A polêmica sobre o plano de direitos humanos que prevê a punição dos torturadores na época do regime militar e a legalização do aborto faz governo recuar

O 3° Plano Nacional de Direitos Humanos, apresentado no final do ano passado gerou uma polêmica nacional. Duas cláusulas em especial causaram a discussão. A primeira seria a criação Comissão da Verdade para apurar torturas e desaparecimentos durante o regime militar (1964-1985), a segunda trata a descriminalização do aborto.

Militares do alto escalão do exército ameaçaram pedir demissão caso Lula não revogue o trecho que poderia levar à punição de torturadores e assassinos da época. Segundo eles deveria haver punição igual aos militares e aos militantes de esquerda armada daquela época. Bispos do Comitê de Defesa da Vida do Regional Sul-1 da Conferência Nacional dos Bispos do Brasil (CNBB) contestaram a cláusula que trata a legalização do abordo, pois acreditam ser uma "atitude arbitrária e antidemocrática”. O governo recuou das duas cláusulas. Isto mostra que este decreto de nada valerá, pois assuntos de total relevância para o país estão sendo tratados de forma conservadora. O recuo do governo dá sinais claros que o decreto não é pra valer, de fato. Servirá apenas para propaganda, sem efeito pratico nenhum.

Para o dirigente da Conlutas, Zé Maria, que vivenciou o período de regime militar, a forma como o tema é tratado evidência um atraso do Brasil com relação à ampla maioria dos países que viveram regimes militares. Na Argentina, Chile e Paraguai já existe um processo de esclarecimento do que ocorreu nestes regimes e punição aos torturadores. Na transição para o regime democrático aqui no Brasil este acerto de contas não foi feito. Houve uma transição negociada, com o objetivo de preservar os militares, pois para o capitalismo eles são a última reserva de segurança para a dominação burguesa. “Não interessa aos banqueiros e grandes empresários a desarticulação das forças armadas, então há todo um esforço da elite brasileira de preservar a imagem das forças armadas porque são seus defensores e de seus privilégios”, disse Zé Maria.

*Dados extraídos:*
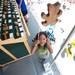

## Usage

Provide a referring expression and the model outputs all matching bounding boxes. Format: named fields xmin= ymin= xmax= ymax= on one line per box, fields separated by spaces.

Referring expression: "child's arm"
xmin=47 ymin=38 xmax=53 ymax=53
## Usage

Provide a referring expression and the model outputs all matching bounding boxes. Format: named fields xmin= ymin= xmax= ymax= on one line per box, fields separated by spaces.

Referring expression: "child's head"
xmin=34 ymin=32 xmax=47 ymax=45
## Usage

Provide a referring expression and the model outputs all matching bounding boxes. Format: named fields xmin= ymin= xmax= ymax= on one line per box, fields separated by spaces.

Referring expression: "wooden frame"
xmin=0 ymin=1 xmax=31 ymax=67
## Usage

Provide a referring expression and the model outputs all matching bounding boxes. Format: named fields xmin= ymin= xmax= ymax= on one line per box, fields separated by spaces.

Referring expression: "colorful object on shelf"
xmin=41 ymin=2 xmax=62 ymax=26
xmin=0 ymin=0 xmax=24 ymax=40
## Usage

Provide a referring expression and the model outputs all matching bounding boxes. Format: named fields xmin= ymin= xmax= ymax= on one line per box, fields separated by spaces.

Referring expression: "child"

*Sobre a tarefa:*
Devolva, sem nenhuma alteração, a parte do texto sobre o Plano Nacional de Direitos Humanos que começa com as palavras contendo "A polêmica sobre" e termina com "descriminalização do aborto.". Baseie-se somente no texto para responder.

*Resposta:*
A polêmica sobre o plano de direitos humanos que prevê a punição dos torturadores na época do regime militar e a legalização do aborto faz governo recuar

O 3° Plano Nacional de Direitos Humanos, apresentado no final do ano passado gerou uma polêmica nacional. Duas cláusulas em especial causaram a discussão. A primeira seria a criação Comissão da Verdade para apurar torturas e desaparecimentos durante o regime militar (1964-1985), a segunda trata a descriminalização do aborto.